Records from a dataset
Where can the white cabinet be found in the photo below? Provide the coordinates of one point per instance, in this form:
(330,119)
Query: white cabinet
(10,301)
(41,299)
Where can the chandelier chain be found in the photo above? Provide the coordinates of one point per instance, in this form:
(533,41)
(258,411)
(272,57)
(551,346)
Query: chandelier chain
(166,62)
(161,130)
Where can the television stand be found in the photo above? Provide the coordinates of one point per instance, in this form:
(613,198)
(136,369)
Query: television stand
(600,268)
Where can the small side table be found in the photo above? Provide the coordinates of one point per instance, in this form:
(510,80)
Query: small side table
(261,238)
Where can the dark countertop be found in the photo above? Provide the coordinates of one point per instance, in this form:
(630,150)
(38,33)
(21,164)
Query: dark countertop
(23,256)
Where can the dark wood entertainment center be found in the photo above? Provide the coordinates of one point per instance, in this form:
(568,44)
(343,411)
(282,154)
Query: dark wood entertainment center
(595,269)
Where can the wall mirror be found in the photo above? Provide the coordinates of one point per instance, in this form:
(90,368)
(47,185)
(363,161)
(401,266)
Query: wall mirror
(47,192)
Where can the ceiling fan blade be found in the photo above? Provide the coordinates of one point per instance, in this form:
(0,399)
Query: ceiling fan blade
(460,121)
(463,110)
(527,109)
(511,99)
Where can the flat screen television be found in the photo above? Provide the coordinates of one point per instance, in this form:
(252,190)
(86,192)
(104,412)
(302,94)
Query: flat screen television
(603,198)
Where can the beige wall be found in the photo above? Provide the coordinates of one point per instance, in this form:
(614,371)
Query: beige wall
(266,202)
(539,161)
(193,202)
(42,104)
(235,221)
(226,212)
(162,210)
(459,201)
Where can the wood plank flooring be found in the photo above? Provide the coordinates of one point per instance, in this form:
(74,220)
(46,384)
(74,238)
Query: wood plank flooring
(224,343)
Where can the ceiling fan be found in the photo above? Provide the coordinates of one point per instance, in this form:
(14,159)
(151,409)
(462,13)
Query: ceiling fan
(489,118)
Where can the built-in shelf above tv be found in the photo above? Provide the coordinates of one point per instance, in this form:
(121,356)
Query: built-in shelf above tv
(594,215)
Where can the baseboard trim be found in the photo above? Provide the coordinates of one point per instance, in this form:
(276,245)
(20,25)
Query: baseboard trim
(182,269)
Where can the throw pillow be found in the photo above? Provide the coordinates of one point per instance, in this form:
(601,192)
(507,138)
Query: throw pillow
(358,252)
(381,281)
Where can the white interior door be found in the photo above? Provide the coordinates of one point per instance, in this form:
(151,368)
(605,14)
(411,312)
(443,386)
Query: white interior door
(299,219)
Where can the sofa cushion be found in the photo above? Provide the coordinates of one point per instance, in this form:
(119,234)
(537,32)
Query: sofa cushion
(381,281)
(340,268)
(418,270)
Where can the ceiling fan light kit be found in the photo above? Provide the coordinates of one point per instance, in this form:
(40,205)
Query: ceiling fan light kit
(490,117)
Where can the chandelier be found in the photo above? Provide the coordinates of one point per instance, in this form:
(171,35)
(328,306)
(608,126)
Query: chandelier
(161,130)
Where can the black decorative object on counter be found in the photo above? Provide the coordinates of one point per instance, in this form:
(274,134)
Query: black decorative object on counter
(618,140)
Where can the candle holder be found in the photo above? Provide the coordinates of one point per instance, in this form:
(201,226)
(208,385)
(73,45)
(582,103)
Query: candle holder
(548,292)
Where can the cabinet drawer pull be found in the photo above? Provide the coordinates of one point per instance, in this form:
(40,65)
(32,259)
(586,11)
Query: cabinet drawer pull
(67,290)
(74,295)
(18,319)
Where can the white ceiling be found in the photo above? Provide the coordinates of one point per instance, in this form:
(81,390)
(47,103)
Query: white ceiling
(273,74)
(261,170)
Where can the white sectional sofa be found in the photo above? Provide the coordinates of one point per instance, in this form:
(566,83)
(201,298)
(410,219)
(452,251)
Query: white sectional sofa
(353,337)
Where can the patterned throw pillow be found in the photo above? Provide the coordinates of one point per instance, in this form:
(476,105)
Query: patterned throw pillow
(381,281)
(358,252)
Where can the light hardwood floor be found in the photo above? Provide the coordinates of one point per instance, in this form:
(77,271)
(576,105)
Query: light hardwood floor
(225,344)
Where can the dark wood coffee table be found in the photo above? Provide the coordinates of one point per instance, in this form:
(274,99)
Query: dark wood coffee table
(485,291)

#### WORK INSTRUCTIONS:
Repeat, without changes, every line from the one that contains "Where can the cabinet" through the final line of the data.

#### RESULT FOR THIS EXERCISE:
Where can the cabinet drawer pull be found in the photo above? Provide the coordinates of one point per instance, in this form:
(40,65)
(32,259)
(586,11)
Query: cabinet drawer pull
(67,290)
(74,295)
(18,319)
Where can the white ceiling be found in the photo above? Provide the coordinates of one point per instance, in this form:
(81,390)
(47,103)
Query: white ceiling
(273,74)
(261,170)
Where can the white sectional sofa be found in the photo above? Provide the coordinates of one point per instance, in this form:
(566,83)
(201,298)
(410,219)
(452,251)
Query: white sectional sofa
(353,337)
Where can the patterned throw pillow be found in the photo above? Provide the coordinates of one point per instance, in this form:
(476,105)
Query: patterned throw pillow
(381,281)
(358,252)
Where can the light hardwood floor be found in the photo above? Provide the coordinates of one point per instance, in this form:
(77,271)
(576,105)
Query: light hardwood floor
(225,344)
Where can the dark wood coffee table be found in the photo above? Provide the coordinates of one point per instance, in this form:
(274,99)
Query: dark wood coffee table
(485,291)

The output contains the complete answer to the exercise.